Dataset entries:
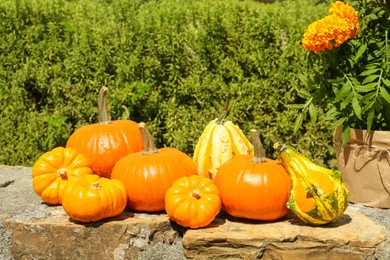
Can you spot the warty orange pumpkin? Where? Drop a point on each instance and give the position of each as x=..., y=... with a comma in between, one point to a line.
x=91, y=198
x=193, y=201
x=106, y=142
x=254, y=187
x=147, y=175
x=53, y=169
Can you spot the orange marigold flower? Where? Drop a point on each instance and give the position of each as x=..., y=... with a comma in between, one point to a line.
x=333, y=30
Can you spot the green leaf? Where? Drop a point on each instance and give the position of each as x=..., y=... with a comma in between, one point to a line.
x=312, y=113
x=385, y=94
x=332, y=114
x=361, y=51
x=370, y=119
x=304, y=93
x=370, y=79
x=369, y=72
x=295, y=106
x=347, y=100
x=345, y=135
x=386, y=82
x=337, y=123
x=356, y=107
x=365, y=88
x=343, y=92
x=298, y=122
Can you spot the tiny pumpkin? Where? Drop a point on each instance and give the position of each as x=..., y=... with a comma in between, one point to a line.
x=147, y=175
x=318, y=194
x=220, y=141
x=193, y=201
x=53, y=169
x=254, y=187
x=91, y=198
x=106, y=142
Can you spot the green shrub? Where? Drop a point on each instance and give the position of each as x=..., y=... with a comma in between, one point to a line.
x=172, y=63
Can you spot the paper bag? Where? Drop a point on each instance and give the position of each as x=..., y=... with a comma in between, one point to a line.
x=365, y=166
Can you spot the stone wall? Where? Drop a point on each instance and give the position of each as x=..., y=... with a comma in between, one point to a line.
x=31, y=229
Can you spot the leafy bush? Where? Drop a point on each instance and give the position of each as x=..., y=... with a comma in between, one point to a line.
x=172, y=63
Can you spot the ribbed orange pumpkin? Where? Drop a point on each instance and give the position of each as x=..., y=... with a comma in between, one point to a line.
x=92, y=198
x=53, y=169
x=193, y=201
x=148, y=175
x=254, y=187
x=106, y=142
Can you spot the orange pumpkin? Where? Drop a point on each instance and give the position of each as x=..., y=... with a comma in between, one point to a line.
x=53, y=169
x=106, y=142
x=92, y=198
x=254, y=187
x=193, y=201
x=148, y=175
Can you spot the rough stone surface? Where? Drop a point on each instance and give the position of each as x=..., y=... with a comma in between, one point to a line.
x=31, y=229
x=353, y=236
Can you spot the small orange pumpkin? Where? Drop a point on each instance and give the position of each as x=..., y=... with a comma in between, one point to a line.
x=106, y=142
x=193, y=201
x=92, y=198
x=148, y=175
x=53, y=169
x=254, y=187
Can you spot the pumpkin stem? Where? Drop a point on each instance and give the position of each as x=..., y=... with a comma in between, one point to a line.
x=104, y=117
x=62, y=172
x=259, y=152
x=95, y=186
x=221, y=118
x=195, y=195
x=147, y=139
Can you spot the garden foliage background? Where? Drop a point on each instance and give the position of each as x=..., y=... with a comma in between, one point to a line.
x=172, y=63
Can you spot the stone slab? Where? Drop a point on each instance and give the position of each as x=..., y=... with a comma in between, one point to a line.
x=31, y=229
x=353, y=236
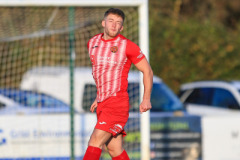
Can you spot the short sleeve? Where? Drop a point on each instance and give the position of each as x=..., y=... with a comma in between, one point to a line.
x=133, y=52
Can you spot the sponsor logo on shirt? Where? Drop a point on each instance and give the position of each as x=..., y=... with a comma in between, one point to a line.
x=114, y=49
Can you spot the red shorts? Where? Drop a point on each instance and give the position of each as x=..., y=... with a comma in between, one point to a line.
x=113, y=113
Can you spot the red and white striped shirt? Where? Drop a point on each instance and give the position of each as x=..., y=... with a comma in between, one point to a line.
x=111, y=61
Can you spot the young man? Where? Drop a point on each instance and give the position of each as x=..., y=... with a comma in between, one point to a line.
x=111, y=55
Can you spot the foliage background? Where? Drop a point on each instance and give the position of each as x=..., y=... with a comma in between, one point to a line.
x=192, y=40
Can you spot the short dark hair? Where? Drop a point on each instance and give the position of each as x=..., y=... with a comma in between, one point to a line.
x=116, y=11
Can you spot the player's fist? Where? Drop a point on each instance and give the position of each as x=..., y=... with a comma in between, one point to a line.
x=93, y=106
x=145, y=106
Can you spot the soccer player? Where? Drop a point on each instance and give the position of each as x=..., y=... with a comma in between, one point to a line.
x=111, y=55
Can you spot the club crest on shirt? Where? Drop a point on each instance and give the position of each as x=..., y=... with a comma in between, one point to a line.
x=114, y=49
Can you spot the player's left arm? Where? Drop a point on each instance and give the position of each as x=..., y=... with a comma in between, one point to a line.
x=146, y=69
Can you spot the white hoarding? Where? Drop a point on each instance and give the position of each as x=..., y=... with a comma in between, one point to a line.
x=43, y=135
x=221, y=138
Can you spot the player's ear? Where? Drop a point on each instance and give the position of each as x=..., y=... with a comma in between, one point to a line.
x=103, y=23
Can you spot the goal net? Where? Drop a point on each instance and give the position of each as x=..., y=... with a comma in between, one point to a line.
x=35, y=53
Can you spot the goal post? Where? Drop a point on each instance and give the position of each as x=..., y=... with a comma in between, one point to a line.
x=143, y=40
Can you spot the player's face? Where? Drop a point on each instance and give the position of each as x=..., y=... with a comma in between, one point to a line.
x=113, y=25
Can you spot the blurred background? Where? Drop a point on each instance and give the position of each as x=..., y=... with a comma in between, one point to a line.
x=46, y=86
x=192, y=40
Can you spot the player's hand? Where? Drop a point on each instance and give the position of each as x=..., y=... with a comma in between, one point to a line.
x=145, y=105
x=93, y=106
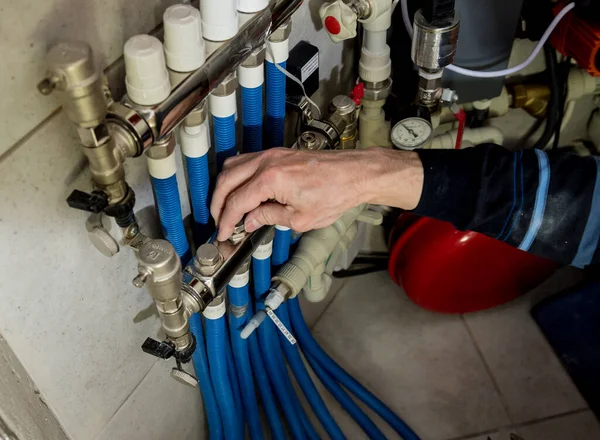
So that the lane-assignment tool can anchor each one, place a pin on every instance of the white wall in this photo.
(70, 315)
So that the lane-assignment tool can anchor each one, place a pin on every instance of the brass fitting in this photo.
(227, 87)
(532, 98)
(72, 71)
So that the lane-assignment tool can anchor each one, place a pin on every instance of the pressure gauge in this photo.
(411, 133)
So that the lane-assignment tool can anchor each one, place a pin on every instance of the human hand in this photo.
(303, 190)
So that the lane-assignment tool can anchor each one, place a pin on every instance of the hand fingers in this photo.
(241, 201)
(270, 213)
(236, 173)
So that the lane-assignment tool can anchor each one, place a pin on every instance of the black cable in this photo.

* _What the task requires_: Set the entries down again exactly. Do not include the images.

* _Answer below_:
Can you spot the warty orange pumpkin? Where? Drop a point on each instance and give the position of each as x=..., y=... with a comma in between, one point to a line.
x=91, y=198
x=193, y=201
x=106, y=142
x=254, y=187
x=147, y=175
x=53, y=169
Can you spot the orange marigold flower? Where? Drop a point on each instance and give the position of each as x=..., y=... with a comma in between, one point to a line.
x=333, y=30
Can you spot the green leaf? Where? Drop a point on each instance and give the position of each as x=..., y=... with a comma in between, one point to a line.
x=312, y=113
x=385, y=94
x=332, y=114
x=361, y=51
x=370, y=119
x=304, y=93
x=370, y=79
x=369, y=72
x=295, y=106
x=347, y=100
x=345, y=135
x=386, y=82
x=337, y=123
x=356, y=107
x=365, y=88
x=343, y=92
x=298, y=122
Can you spot the tiny pumpkin? Where? Drop a point on each instance and give the position of each as x=..., y=... with a comma in between, one point to a line.
x=147, y=175
x=318, y=194
x=220, y=141
x=193, y=201
x=53, y=169
x=254, y=187
x=91, y=198
x=106, y=142
Can you spot the green shrub? Where? Drop a point on each instance and give the position of each as x=..., y=... with a comma in between, one point to a line.
x=172, y=63
Can you spot the paper bag? Where? Drop a point on each instance and give the position of each as x=..., y=... with a comma in between, one point to a line.
x=365, y=166
Can you spot the stone wall? Where? Drop a point on each instance and give the position of each as x=..., y=... with a comma in between, one point to a line.
x=31, y=229
Can you spot the leafy bush? Where? Drop a point on each instance and give the position of each as x=..., y=... with a comma in between, one point to a line.
x=172, y=63
Can you spot the ribbed orange pumpkin? Where? Drop a point on each instance and give the position of each as x=..., y=... with a comma in between, one point to a line.
x=92, y=198
x=53, y=169
x=193, y=201
x=148, y=175
x=254, y=187
x=106, y=142
Can you spot the orange pumpkin? Where? Drop a point on each instance and give the position of each as x=..., y=... with a comma in between, one point to a line.
x=53, y=169
x=106, y=142
x=92, y=198
x=254, y=187
x=193, y=201
x=148, y=175
Can you spot the rough stone surface? Where? Drop a point on each instance and give the position of each as x=..., y=... with a comma in between, one point to a line.
x=31, y=229
x=353, y=236
Can you spot the small orange pumpkin? Where? Drop a point on each instance and give the position of each as x=..., y=... with a comma in between, one point to a line.
x=106, y=142
x=193, y=201
x=92, y=198
x=148, y=175
x=53, y=169
x=254, y=187
Can you spot the pumpkin stem? Where? Drop a point on each instance and give the position of each as x=..., y=... with a comma in between, one point to a line.
x=104, y=117
x=62, y=172
x=259, y=152
x=95, y=186
x=221, y=118
x=195, y=195
x=147, y=139
Can you spot the garden foliage background? Where? Drop a point on each instance and give the position of each as x=..., y=... with a comma in between, one point to a line.
x=172, y=63
Can you spot the stone slab? Where? Drop a point on each instance and give the position of each as x=..., y=... with a comma in between, one point to a line.
x=31, y=229
x=353, y=236
Can you spot the short sleeve? Where? Drop a point on each instance and give the position of each as x=..., y=... with a comma in between, one point to a line.
x=133, y=52
Can you spot the sponsor logo on shirt? Where? Drop a point on each instance and give the position of each as x=..., y=... with a comma in between, one point to a line.
x=114, y=49
Can you spot the red shorts? Where? Drop a point on each instance and give the position of each as x=..., y=... with a comma in between, one point to a line.
x=113, y=113
Can you spot the red and white striped shirt? Where? Drop a point on each instance and give the position of each as x=..., y=... with a comma in between, one point to a line.
x=111, y=61
Can you spot the young man? Where? Drop a point on each instance and give the position of each as x=..., y=... with a comma in between, one point to a line.
x=111, y=55
Can you spot the foliage background? Where? Drop a point on each instance and give the position of each as x=..., y=... with a comma in between, one point to a line.
x=192, y=40
Can you spot the short dark hair? Where? Drop a point on each instance and give the position of each as x=..., y=... with a comma in between, one point to a line.
x=116, y=11
Can you spot the player's fist? Where? Drop a point on each instance and give the position of each as x=..., y=... with a comma in between, one point to a line.
x=93, y=106
x=145, y=106
Can you spot the soccer player? Where? Drop a point on each instance and give the position of each as x=..., y=... with a comma in between, one point to a line.
x=111, y=55
Can you spot the club crest on shirt? Where? Drop a point on each instance and give the position of each as x=..., y=... with a comma in between, one point to a line.
x=114, y=49
Can you spot the player's left arm? Where? Drop a point on each instance and give the position of each as x=..., y=... with a comma in between, one point to a line.
x=146, y=69
Can you spot the white hoarding? Where? Drop a point on each instance and give the position of each as x=..., y=... with a comma in between, one point to a line.
x=43, y=135
x=221, y=138
Can you spot the player's ear? Where? Drop a point on each instance and give the position of each as x=..., y=... with a comma in between, one point to a line.
x=103, y=23
Can you spot the goal net? Where? Drop a point on each instance and give the position of each as x=..., y=... with a comma in between, one point to a line.
x=35, y=53
Can you spot the goal post? Where? Drop a point on each instance and give the position of each as x=..., y=... with a comma in between, one point to a line.
x=143, y=40
Can you spot the player's face? Where? Drop a point on each instance and give the position of each as x=..., y=... with a comma in between, one point to a line.
x=113, y=25
Can you spot the blurred background? Where? Drop a point on each instance and give the position of each as x=..., y=... with a comma in between, one point to a line.
x=46, y=86
x=192, y=40
Can you spot the player's hand? Where? Drop a point on each instance and give the position of each as x=..., y=... with a comma in between, one point to a line.
x=145, y=105
x=93, y=106
So that the lane-assignment tool can anchor each one, place a pin on every instance of the white wall in this photo.
(70, 315)
So that the lane-assignment tool can anchor each one, place a pin on every instance of the brass fitting in this photo.
(227, 87)
(532, 98)
(72, 71)
So that the lane-assignment tool can anchor each one, place a pin on every instance of the pressure gauge in this photo.
(411, 133)
So that the lane-assignment tool can anchor each one, place a pin on every instance of the human hand in this photo.
(303, 190)
So that the lane-assignment tool can anchor each one, place a pin on every instance of the hand fingers in this photo.
(241, 201)
(270, 213)
(236, 173)
So that the lane-assignment tool can anchor each one, place a pin on every instance of the black cable in this photo.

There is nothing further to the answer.